ÉNONCÉ A
D'après l'extrait d'arrêt, à quelle date le juge d'instruction a-t-il rendu une ordonnance de refus d'informer ?

TEXTE DE L'EXERCICE
Des mémoires ont été produits, en demande et en défense.
Sur le rapport de M. Hill, conseiller, les observations de la SCP Waquet, Farge et Hazan, avocat de M. [Y] [M] et la société [1], les observations de la SCP Célice, Texidor, Périer, avocat de Mme [R] [C], et les conclusions de M. Tarabeux, avocat général, après débats en l'audience publique du 22 octobre 2024 où étaient présents M. Bonnal, président, M. Hill, conseiller rapporteur, Mme Labrousse, conseiller de la chambre, et Mme Dang Van Sung, greffier de chambre,
la chambre criminelle de la Cour de cassation, composée en application de l'article 567-1-1 du code de procédure pénale, des président et conseillers précités, après en avoir délibéré conformément à la loi, a rendu le présent arrêt.
Faits et procédure
1. Il résulte de l'arrêt attaqué et des pièces de la procédure ce qui suit.
2. M. [Y] [M] est le directeur de la publication du journal de l'Ile de La Réunion (« le JIR ») et de sa version numérique, publiée sur le site www.clicannoo.re.
3. Le 20 janvier 2020, Mme [R] [C], procureure financière près la chambre régionale des comptes de La Réunion, a porté plainte et s'est constituée partie civile du chef de diffamation publique envers un fonctionnaire public à raison de propos figurant dans l'éditorial de ce journal du 9 novembre 2019, intitulé « Joyeux anniversaire parrains ».
4. Le 16 septembre 2020, le juge d'instruction a rendu une ordonnance de refus d'informer.

ÉNONCÉ B
Dans les entrées, recopiez à l'identique les lignes allant de celle qui contient « </instance> » jusqu'à celle qui contient « rough mask: <svg », ces deux lignes incluses.

ENREGISTREMENTS DE DONNÉES

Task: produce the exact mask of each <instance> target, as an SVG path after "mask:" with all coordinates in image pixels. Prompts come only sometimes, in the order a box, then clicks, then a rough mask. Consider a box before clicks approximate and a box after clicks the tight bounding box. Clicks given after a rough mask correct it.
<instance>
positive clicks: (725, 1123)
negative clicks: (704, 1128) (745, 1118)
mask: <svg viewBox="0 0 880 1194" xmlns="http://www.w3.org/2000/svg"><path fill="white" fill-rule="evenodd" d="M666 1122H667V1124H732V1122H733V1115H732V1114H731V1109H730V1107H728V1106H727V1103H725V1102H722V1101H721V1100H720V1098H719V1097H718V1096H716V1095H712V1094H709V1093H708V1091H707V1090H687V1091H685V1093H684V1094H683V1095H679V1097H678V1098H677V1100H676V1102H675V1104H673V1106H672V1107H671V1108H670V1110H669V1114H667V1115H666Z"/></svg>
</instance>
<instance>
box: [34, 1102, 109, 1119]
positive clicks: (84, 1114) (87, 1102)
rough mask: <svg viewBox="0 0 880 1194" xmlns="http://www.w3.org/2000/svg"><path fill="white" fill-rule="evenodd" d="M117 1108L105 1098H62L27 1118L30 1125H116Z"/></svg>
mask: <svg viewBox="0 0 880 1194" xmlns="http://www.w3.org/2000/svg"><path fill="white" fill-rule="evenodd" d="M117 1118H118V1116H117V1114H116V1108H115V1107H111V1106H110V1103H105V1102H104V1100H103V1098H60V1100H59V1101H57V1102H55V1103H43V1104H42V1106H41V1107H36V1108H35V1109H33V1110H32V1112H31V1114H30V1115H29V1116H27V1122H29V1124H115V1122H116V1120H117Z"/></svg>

RÉSULTAT DE L'EXERCICE A
Le 16 septembre 2020.

RÉSULTAT DE L'EXERCICE B
</instance>
<instance>
box: [34, 1102, 109, 1119]
positive clicks: (84, 1114) (87, 1102)
rough mask: <svg viewBox="0 0 880 1194" xmlns="http://www.w3.org/2000/svg"><path fill="white" fill-rule="evenodd" d="M117 1108L105 1098H62L27 1118L30 1125H116Z"/></svg>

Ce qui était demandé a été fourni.